Given instruction = Which lines in the material below contain the word "dragonfly"? Extract each of those lines in full, treating uppercase and lowercase as different.

Data provided =
_____
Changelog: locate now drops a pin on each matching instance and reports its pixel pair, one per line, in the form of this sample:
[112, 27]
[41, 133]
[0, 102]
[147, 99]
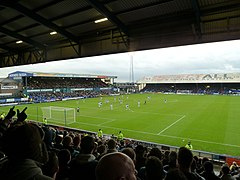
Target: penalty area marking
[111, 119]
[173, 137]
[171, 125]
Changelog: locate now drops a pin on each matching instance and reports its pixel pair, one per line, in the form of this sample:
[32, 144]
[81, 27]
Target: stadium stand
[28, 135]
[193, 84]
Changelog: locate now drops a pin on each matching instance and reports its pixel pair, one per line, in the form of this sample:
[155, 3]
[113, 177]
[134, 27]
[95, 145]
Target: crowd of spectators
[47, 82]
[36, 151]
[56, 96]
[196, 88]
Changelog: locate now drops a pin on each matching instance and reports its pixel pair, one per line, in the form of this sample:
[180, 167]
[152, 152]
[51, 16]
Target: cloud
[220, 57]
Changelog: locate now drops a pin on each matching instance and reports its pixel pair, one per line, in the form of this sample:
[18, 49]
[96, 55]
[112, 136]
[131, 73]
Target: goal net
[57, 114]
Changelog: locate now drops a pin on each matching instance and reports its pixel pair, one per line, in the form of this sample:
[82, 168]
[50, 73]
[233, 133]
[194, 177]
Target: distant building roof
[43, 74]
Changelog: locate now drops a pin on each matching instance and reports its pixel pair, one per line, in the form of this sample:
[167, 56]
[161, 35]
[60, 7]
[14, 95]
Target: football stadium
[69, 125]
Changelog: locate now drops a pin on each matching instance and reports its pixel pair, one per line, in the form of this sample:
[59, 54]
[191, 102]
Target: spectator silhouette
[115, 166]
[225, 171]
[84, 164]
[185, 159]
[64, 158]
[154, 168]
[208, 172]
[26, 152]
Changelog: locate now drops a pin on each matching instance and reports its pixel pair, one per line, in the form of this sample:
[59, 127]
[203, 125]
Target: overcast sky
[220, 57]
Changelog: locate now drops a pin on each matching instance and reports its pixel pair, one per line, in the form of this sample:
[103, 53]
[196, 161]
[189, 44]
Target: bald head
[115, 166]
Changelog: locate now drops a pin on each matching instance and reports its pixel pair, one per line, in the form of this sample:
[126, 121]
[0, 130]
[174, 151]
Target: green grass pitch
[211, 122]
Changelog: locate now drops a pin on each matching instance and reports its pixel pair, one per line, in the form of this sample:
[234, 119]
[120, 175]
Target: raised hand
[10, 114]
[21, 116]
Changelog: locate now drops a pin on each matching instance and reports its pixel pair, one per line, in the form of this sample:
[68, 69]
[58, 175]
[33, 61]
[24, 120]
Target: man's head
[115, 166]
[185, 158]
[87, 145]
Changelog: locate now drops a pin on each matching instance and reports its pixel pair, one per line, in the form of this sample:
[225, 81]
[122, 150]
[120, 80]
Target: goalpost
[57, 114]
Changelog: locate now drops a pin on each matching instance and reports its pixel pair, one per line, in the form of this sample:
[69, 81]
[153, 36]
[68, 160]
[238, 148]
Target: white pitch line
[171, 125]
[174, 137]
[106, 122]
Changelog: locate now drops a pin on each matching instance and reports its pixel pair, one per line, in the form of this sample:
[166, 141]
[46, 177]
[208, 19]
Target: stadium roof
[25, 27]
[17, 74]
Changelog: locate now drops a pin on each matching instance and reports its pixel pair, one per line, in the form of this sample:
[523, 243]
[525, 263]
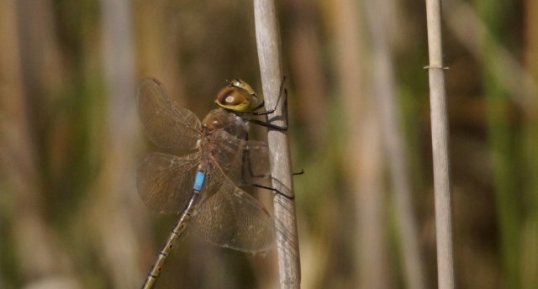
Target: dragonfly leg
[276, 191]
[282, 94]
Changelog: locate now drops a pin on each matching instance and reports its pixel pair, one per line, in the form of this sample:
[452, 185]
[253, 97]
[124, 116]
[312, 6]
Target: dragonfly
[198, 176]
_____
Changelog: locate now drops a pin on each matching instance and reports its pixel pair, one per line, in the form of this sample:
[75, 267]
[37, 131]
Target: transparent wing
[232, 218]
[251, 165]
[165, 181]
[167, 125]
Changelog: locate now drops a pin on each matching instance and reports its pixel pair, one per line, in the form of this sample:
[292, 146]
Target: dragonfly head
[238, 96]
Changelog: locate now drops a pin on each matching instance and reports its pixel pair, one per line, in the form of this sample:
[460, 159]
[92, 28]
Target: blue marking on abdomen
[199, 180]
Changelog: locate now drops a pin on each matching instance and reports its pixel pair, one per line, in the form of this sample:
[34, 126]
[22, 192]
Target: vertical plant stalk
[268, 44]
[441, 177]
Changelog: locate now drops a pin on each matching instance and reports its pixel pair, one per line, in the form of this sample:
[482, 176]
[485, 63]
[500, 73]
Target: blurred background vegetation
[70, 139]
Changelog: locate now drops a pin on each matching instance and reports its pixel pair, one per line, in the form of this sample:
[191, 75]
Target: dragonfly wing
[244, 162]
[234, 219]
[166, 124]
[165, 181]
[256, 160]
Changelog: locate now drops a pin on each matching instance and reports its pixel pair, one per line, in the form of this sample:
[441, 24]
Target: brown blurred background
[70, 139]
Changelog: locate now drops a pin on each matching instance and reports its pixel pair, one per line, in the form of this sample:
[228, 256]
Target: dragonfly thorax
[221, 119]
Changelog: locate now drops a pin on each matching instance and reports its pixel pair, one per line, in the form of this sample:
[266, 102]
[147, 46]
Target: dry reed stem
_____
Result for this task =
Target: dragonfly leg
Target: dragonfly
Target: dragonfly head
Target: dragonfly wing
Target: dragonfly thorax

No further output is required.